# [Problems to solve]
• 1. Reproduce verbatim the section of the book blog below that begins with the words "I am off on" and ends with "spring cleaning ventures.".
• 2. Pick up the book blog below after its last sentence and write what comes next.

# [Passage provided]
The true university these days is a collection of books.
-Thomas Carlyle

Friday, 27 May 2011

3rd Blogiversary

I almost forgot my own blogiversary this year, so nearly 10 days late, it was The Octogon's 3rd birthday on the 18th May.

Its been an amazing 3 years, lots of books, events, discussion and friends. A whole load of lovely things have come my way since I started this in 2008, many unexpected and surprising things, and I have enjoyed all of it and hope to continue for a long time yet.

I am off on holiday for a week, to work on the farm in Devon, so I'll catch up with you on the 5th June with a roundup of everything that happened in May.

Be back soon...

Sunday, 22 May 2011

Book Swap

It was time for another book swap in work. It has been 2 years since I organised the last one, and a number of people had enquired about whether we were having another, mainly because they had been having a clear out and had books to bring in. A good book swap is only as good as the books that take part, so the time was ripe to capitalise on spring cleaning ventures.

Throughout the day there were about 60 books on offer as various members of staff brought them in boxes and bags. There were some excellent titles on offer too, and many people were seen clutching their new books, showing other people, talking about which ones they had already read.

I have got better over the years with letting books go. I used to keep them all, but lack of space and a willingness to share have overcome this. Don't get me wrong, there are millions of books in our house, millions. I have just learnt that I cannot keep every one.

I took 3 books in... An Awfully Big Adventure by Beryl Bainbridge, Ship Fever by Andrea Barrett, and Ox-Tales: Water by various authors. All 3 had gone at the end of the day, the Bainbridge going first. Ship Fever was an acquisition from a previous book swap.

In return I came away with 3 new exciting books... Lolita by Vladimir Nabokov, The People of the Book by Geraldine Brooks, and Snow Falling on Cedars by David Guterson.

Oxfam did well out of the ones that remained at the end, about 20 in all.

Sunday, 15 May 2011

The English Novel in History 1895 - 1920

It is time to fill you in on 2 more chapters from this really interesting literary theory book that I am making notes on as I read it throughout the year.

Last month saw chapters 4 and 5 on Thresholds and Interiors. This month sees the last chapter of Part One: Economies and Styles, and the first chapter in Part 2: Nation and Society.

# [Information given]
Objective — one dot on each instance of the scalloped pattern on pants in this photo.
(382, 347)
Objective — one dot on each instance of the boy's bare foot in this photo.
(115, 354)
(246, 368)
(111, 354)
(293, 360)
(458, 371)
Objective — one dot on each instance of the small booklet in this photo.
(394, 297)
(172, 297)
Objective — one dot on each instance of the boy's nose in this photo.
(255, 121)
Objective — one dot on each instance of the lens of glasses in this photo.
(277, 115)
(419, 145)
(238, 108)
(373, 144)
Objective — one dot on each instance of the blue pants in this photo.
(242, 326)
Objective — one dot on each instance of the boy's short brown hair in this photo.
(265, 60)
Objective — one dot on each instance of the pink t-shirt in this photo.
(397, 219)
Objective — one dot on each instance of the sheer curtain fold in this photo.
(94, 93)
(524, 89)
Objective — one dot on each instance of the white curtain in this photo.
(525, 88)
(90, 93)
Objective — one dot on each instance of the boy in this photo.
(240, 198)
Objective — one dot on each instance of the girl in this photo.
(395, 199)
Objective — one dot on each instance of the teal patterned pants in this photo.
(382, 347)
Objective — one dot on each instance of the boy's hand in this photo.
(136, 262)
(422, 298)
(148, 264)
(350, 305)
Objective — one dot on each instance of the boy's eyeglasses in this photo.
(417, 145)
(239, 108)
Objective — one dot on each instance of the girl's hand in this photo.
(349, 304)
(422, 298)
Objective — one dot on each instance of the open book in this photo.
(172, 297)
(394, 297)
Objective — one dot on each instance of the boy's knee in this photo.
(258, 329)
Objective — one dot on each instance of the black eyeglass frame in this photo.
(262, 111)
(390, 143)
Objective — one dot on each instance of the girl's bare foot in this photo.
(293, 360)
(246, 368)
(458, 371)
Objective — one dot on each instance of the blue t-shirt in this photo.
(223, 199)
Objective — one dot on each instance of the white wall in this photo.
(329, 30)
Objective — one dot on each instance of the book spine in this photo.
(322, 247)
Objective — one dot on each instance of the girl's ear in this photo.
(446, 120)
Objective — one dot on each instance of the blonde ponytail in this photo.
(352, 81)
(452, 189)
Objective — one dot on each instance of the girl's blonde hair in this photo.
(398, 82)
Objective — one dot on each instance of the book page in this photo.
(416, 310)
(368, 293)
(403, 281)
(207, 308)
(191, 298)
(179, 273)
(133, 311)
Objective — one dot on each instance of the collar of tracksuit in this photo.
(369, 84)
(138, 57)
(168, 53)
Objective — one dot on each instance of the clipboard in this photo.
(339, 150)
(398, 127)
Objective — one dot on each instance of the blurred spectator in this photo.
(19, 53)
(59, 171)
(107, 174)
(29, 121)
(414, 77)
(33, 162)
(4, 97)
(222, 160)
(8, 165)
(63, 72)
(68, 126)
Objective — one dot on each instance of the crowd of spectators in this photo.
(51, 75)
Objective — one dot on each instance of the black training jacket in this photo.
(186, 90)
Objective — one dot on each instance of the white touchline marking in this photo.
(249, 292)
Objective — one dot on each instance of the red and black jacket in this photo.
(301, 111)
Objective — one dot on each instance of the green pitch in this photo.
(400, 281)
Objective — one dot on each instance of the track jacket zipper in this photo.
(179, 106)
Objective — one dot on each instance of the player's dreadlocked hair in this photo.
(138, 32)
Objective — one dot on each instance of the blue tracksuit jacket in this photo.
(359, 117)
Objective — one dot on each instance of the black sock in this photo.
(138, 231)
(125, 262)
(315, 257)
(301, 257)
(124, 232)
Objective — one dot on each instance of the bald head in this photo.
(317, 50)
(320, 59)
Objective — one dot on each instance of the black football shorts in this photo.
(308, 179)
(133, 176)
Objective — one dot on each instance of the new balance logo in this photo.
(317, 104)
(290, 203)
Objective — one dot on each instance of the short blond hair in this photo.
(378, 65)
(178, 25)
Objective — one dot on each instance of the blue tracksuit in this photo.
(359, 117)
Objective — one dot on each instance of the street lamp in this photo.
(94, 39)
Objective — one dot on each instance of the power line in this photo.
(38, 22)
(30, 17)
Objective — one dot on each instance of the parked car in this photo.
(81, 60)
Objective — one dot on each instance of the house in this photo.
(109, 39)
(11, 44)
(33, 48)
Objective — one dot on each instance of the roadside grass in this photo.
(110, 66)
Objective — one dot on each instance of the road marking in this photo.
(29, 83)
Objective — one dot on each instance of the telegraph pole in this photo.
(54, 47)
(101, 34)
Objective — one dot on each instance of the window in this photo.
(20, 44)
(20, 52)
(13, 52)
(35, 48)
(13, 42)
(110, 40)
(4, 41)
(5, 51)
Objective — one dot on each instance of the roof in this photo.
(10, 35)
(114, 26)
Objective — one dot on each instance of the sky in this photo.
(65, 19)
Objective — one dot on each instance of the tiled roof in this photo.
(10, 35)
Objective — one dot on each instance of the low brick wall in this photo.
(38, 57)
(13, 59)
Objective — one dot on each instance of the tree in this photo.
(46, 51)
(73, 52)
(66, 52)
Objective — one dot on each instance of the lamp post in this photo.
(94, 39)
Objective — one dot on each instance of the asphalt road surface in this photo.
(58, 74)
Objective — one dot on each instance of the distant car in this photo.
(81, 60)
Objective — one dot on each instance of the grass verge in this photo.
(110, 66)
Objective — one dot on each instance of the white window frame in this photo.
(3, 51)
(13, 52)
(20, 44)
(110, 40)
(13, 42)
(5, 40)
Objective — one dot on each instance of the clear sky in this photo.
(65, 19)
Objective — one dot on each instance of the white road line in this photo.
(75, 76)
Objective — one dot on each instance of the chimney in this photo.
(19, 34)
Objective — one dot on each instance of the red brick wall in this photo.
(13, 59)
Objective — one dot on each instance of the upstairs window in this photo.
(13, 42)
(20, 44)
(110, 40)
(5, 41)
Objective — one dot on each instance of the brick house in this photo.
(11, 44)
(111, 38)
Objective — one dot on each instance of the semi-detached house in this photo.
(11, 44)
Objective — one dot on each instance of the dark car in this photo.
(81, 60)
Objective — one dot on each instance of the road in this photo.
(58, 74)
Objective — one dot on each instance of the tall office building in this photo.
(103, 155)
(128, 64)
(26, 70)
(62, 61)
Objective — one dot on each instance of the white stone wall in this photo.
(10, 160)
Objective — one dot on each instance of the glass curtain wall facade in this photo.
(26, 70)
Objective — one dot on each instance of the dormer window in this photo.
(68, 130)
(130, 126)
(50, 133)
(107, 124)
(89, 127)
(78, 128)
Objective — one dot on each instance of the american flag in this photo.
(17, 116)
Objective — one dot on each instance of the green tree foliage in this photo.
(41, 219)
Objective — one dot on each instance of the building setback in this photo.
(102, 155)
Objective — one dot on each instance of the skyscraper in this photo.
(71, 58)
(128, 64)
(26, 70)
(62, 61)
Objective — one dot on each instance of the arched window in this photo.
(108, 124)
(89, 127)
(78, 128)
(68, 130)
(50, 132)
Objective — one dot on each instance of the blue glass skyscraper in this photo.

# [Results in order]
• 1.
I am off on holiday for a week, to work on the farm in Devon, so I'll catch up with you on the 5th June with a roundup of everything that happened in May.

Be back soon...

Sunday, 22 May 2011

Book Swap

It was time for another book swap in work. It has been 2 years since I organised the last one, and a number of people had enquired about whether we were having another, mainly because they had been having a clear out and had books to bring in. A good book swap is only as good as the books that take part, so the time was ripe to capitalise on spring cleaning ventures.

• 2.
Chapter 6 - The Relevance of Ulysses

If ever a book was thought to be the most prominent of the Modernist era, it is James Joyces' Ulysses, 'a novel which turned the whole genre inside out', p95. Difficult to market because of its 'peculiarity' it was to use this as part of its marketing ploy. It was rejected by mainstream publishers, but played upon its own 'uniqueness', with Joyce even producing a readers guide to help with its level of difficulty. All of this singled out readers who would invest time and energy in their reading, imbuing the book with a certain kudos and its readership as a literary elite, at least in the world of contemporary novels. 'Ulysses was defined by its difficulty' p97, even its title inferred a knowledge of Homer, to be going on with.

The first 10 episodes of the book are written in what is known as 'initial style', combining dialogue, first-person present-tense monologue, and third-person past-tense monologue. All pretty normative. This style evolves into a periodic structure, with the use of adverbials, descriptive words or passages which mean nothing as they are read and demand patience from the reader to be remembered for a later part of the book. These adverbials support inferences, and it is with this knowledge lies the art of decoding the narrative. Relevance of narrative is often layered and not laid bare. Joyce deliberately complicates his linguistic structure to avoid meaning.

This style of writing and form of communication exemplifies Modernist writing. Readers had to abandon all previous codes of reading and understanding novels. In later episodes technique overrides content and the story loses emphasis to expression. Huge amounts of effort in the reader produce small amounts of information. As the book progresses, the book becomes more difficult to process, with relevance seeming to be abandoned. As the reader strives to make connections, it can appear as if 'the joke is on us' p107.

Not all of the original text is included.